§ **Your objective**
Give a verbatim repeat of the lines that run from the line containing "the spectator wearing" to the end of the data below.

[start of Records provided]

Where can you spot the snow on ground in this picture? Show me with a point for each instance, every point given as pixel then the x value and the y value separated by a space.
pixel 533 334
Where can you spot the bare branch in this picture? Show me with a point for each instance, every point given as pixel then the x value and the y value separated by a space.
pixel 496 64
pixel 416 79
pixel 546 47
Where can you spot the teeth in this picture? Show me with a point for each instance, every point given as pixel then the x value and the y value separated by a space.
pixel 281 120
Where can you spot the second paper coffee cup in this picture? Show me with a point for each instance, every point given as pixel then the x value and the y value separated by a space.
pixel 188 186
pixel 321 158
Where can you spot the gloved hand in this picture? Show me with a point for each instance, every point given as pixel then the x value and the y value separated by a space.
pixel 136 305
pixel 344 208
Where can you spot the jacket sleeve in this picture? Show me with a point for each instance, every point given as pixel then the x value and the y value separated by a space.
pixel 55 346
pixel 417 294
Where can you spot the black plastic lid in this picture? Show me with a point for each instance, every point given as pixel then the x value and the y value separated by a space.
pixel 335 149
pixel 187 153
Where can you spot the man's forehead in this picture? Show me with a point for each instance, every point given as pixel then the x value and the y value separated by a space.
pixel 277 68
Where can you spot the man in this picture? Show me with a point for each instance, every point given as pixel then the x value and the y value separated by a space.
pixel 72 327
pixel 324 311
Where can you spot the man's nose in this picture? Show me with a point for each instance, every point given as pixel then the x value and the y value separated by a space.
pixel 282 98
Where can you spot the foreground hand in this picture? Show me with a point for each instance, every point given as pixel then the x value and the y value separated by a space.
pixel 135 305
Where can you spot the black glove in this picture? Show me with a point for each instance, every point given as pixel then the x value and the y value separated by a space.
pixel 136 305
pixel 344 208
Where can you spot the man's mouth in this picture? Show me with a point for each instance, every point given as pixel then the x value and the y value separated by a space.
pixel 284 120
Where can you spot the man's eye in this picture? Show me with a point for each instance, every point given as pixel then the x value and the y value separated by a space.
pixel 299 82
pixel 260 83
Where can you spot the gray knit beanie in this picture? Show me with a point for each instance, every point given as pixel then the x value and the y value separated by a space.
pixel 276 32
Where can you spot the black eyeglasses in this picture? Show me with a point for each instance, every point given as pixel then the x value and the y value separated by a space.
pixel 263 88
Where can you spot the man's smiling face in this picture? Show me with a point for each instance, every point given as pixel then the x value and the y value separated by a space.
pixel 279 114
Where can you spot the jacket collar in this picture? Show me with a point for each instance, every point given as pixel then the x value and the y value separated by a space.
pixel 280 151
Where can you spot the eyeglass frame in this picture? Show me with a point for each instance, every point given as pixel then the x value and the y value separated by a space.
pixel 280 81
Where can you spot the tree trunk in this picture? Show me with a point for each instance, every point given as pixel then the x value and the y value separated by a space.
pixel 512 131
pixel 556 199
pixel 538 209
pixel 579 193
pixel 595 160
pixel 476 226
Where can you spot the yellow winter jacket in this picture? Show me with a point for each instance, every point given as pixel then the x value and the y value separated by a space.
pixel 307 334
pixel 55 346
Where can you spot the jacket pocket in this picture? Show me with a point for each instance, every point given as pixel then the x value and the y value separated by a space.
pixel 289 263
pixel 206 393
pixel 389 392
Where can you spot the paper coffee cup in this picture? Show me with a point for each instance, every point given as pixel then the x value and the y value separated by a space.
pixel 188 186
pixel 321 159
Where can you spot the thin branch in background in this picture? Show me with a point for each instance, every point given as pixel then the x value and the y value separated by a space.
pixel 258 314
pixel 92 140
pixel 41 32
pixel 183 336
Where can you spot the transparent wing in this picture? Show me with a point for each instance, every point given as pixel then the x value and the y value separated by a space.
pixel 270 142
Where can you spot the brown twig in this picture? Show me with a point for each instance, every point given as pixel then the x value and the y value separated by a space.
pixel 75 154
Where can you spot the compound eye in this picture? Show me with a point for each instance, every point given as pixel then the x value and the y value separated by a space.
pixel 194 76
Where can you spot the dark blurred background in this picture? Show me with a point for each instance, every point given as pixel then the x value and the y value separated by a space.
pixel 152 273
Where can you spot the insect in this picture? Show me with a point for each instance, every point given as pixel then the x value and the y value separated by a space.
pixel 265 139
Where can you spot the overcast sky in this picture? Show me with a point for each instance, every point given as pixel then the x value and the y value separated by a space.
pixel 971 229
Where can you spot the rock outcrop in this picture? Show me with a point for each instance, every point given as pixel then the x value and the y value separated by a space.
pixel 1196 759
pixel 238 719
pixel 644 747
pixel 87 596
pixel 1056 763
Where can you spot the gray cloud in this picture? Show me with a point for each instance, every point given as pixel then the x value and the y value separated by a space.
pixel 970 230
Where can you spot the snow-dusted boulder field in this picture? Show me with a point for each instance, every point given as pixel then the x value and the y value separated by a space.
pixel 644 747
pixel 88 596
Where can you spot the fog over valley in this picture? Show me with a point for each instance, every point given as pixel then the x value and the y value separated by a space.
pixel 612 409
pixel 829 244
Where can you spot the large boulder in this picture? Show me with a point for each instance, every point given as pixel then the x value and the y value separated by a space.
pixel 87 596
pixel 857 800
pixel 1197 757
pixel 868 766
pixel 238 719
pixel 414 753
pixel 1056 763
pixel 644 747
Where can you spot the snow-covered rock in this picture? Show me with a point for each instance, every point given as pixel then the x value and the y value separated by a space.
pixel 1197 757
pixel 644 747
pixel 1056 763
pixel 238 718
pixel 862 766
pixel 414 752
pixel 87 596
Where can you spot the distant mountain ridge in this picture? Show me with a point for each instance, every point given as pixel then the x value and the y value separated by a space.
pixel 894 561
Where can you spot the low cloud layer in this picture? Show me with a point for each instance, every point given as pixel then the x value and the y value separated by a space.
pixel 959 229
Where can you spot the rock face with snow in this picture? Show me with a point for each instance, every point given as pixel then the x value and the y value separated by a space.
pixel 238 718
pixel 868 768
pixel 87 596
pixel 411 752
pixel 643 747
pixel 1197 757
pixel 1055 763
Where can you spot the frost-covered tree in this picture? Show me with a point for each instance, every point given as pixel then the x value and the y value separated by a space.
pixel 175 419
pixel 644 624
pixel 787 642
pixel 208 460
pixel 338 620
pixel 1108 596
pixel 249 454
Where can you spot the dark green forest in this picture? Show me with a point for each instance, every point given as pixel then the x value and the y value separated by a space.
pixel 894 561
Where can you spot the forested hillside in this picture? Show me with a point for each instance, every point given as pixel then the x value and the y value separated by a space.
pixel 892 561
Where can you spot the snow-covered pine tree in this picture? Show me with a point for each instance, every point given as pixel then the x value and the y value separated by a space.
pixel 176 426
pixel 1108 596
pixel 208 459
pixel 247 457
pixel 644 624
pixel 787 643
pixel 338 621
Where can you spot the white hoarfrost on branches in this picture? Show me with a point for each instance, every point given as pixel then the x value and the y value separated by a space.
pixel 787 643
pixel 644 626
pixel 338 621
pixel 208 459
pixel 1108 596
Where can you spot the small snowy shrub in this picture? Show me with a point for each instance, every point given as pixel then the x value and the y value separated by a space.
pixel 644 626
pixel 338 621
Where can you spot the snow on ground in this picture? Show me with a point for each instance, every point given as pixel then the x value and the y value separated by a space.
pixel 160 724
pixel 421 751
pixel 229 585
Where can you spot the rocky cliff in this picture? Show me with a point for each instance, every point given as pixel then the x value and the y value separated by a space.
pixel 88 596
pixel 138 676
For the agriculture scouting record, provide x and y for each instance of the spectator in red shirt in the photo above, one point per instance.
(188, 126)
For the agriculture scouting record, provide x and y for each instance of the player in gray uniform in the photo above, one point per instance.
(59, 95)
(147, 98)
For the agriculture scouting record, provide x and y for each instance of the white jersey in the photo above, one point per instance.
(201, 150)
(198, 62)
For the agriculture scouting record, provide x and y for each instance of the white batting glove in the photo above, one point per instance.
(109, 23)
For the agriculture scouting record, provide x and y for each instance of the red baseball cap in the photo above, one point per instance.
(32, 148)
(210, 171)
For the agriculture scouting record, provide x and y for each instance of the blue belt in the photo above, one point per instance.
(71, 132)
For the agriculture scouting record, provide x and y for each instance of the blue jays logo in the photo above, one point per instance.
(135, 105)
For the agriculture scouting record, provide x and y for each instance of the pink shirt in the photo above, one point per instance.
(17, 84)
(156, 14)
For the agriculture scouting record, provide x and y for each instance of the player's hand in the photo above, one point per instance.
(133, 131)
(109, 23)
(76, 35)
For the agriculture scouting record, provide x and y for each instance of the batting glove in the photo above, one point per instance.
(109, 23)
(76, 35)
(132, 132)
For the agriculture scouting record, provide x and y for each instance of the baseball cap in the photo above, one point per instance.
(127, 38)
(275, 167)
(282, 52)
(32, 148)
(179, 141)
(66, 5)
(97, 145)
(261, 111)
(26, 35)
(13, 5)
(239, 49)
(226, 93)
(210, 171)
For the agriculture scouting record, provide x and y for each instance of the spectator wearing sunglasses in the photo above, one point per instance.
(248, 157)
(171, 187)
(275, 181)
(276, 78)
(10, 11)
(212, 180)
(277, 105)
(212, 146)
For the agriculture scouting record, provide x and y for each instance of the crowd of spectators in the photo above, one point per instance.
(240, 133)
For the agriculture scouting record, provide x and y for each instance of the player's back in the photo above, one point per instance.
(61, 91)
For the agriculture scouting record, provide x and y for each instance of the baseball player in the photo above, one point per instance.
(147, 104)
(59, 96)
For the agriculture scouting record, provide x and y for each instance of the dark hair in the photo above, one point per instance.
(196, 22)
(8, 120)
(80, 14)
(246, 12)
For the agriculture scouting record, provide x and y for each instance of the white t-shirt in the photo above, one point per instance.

[end of Records provided]

§ **Reply**
For the agriculture scouting record, provide x and y for each instance of the spectator wearing sunglasses in the photo above, one point per instance.
(248, 157)
(171, 187)
(275, 181)
(276, 78)
(10, 11)
(212, 180)
(277, 105)
(212, 146)
For the agriculture scouting record, provide x and y for each instance of the crowd of spectators in the photo above, one point per instance.
(240, 133)
For the agriculture scouting record, provide x and y for each instance of the player's back in the photo above, one point per instance.
(61, 91)
For the agriculture scouting record, provide x and y for each instance of the baseball player in the photo above, one point per instance.
(147, 104)
(59, 96)
For the agriculture scouting record, provide x and y for each instance of the dark hair in the photo above, one point per instance.
(196, 22)
(8, 120)
(80, 14)
(246, 12)
For the agriculture scouting record, provide x and y for each instance of the white t-shirt in the photo above, one point per instance.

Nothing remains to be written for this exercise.